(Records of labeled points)
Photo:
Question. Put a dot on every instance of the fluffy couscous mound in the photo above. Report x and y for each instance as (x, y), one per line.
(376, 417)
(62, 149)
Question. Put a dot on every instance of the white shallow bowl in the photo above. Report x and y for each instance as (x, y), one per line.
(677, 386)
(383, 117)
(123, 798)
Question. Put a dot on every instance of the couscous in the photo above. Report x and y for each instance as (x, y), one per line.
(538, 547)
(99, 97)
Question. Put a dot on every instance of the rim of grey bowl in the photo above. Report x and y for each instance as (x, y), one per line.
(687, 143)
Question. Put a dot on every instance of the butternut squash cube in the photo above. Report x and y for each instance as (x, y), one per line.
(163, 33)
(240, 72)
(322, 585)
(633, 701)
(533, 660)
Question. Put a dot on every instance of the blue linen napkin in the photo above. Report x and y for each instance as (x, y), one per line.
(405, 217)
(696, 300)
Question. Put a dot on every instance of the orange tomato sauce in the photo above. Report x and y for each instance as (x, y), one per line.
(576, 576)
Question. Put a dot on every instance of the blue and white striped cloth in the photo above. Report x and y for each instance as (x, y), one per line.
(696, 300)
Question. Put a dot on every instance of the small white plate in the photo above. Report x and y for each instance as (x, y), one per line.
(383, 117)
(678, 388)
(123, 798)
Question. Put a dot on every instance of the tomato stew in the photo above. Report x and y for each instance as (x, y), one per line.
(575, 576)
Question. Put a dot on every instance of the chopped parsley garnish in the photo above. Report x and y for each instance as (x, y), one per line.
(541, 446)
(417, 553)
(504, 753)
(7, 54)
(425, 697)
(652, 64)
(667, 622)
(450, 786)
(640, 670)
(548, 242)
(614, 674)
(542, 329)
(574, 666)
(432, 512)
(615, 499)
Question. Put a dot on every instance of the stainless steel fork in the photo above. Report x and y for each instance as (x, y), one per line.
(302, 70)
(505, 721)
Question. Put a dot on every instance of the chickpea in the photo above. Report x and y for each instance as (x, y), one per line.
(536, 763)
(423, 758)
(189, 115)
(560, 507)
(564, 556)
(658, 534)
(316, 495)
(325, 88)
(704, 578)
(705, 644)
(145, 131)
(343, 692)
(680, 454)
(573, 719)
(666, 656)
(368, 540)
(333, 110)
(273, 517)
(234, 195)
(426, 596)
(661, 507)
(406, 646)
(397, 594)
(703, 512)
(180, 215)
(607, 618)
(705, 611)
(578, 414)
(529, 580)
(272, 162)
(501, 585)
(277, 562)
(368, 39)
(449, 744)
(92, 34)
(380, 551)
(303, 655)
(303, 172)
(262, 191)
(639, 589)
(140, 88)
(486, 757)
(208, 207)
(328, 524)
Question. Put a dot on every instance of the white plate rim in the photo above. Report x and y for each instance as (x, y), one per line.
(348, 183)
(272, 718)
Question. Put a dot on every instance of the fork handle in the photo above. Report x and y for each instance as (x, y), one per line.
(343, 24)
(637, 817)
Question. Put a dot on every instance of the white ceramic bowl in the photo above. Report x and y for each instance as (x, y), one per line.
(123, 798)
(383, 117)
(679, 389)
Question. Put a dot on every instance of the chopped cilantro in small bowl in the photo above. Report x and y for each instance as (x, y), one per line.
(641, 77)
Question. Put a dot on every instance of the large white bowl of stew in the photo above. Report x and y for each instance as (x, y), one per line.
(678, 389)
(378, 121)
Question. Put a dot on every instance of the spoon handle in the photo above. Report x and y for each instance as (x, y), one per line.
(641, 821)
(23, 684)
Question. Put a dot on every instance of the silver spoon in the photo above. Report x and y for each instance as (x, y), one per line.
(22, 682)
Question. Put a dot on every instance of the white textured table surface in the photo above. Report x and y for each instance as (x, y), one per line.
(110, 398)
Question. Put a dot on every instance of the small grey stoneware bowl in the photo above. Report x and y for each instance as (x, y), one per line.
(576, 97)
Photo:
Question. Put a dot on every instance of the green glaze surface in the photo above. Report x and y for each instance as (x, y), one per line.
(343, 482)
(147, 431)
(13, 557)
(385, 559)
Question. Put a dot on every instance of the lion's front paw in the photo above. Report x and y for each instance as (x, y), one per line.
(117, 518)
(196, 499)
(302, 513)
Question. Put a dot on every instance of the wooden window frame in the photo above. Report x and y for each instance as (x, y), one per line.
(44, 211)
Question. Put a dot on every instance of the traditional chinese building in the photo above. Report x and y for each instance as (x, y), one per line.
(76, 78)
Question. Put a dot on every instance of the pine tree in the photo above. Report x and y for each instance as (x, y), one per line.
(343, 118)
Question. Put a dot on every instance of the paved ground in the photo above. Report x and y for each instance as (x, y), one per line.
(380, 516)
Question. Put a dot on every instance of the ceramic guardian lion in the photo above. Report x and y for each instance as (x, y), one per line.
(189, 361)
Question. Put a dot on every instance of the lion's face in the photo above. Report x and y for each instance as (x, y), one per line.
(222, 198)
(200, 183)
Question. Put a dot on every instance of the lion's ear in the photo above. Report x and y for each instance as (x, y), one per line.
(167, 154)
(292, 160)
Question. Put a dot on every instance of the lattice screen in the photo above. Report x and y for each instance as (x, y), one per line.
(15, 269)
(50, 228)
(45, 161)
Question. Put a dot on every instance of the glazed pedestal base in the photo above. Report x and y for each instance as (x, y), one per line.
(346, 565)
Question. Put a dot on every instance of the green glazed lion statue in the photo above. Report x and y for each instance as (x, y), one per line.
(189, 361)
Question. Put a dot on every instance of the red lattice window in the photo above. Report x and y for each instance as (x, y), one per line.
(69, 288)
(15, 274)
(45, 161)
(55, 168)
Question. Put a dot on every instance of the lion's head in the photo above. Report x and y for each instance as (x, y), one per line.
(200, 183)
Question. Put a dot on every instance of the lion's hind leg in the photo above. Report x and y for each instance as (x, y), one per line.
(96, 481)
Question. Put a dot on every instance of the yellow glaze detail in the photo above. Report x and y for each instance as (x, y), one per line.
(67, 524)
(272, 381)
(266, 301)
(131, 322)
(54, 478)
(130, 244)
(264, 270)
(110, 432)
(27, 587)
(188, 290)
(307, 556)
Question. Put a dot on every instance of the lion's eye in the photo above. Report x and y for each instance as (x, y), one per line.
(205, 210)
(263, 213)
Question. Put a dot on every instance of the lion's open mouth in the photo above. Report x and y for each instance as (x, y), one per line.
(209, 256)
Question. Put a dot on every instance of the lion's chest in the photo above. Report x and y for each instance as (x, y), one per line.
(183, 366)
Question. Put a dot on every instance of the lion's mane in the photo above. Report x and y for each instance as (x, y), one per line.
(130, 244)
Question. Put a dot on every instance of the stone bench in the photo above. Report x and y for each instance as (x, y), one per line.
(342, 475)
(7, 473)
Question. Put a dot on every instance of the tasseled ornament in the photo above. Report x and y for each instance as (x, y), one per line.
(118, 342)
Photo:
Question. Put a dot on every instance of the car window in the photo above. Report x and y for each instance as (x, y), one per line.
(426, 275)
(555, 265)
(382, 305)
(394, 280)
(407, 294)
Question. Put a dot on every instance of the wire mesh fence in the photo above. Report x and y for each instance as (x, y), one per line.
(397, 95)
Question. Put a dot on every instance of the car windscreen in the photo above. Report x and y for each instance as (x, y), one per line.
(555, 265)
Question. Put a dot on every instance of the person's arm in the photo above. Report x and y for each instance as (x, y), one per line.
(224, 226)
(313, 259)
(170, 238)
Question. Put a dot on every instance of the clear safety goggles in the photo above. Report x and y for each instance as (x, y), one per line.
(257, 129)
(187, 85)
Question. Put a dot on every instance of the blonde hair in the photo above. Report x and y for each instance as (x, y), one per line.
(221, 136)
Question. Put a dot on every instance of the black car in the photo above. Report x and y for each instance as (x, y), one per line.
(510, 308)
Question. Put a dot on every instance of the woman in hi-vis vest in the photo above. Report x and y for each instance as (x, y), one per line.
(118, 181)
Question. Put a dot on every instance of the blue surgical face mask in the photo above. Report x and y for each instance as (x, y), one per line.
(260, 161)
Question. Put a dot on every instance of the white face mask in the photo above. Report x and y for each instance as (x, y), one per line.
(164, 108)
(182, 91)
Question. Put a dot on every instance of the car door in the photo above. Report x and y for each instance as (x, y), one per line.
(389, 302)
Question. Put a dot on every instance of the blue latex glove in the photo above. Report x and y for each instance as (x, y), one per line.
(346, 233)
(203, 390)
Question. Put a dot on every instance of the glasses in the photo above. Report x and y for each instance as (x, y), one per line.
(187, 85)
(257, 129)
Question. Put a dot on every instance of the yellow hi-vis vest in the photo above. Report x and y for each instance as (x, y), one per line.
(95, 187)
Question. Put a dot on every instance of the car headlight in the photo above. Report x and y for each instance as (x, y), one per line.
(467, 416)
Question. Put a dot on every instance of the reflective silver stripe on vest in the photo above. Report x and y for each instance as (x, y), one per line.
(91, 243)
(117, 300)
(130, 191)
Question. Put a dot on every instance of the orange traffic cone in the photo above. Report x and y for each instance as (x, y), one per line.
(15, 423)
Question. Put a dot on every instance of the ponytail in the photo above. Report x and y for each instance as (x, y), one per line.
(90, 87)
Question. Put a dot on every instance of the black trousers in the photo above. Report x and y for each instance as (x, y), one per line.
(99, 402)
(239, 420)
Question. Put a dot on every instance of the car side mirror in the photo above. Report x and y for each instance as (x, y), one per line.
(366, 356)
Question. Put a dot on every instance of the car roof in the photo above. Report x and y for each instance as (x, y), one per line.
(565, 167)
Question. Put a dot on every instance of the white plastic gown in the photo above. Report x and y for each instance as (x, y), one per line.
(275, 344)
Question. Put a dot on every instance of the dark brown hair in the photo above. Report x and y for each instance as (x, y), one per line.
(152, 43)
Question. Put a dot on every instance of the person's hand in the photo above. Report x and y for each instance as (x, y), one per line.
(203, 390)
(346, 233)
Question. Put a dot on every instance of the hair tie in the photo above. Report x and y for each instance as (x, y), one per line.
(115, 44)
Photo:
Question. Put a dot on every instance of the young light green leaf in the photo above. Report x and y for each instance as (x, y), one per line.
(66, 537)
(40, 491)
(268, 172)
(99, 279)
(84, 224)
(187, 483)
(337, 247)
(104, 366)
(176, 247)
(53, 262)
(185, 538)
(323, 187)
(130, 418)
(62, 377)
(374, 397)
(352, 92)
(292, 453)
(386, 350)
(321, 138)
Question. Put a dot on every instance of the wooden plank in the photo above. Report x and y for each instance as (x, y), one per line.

(OBJECTIVE) Can you put the lines from the one containing "Question. Put a dot on every instance of the person's hand" through the end of the records into a numbered list, leaving out any blank lines?

(THE ANSWER)
1. Question. Put a dot on every instance of the person's hand in the photo above. Report x and y for each instance as (x, y), one per line.
2. (203, 390)
3. (346, 233)
4. Question. Put a dot on every instance of the hair tie in the photo above. Report x and y for each instance as (x, y), one per line.
5. (115, 44)
6. Photo:
7. Question. Put a dot on every instance of the young light green leaf in the photo above. Report x and y for each instance as (x, y), one per line.
8. (66, 537)
9. (40, 491)
10. (268, 172)
11. (99, 279)
12. (84, 224)
13. (187, 483)
14. (337, 247)
15. (104, 366)
16. (176, 247)
17. (53, 262)
18. (185, 538)
19. (323, 187)
20. (130, 418)
21. (62, 377)
22. (374, 397)
23. (352, 92)
24. (292, 453)
25. (386, 350)
26. (321, 138)
27. Question. Put a dot on every instance of the wooden plank in the photo above. Report x and y for each instance as (x, y), one per line.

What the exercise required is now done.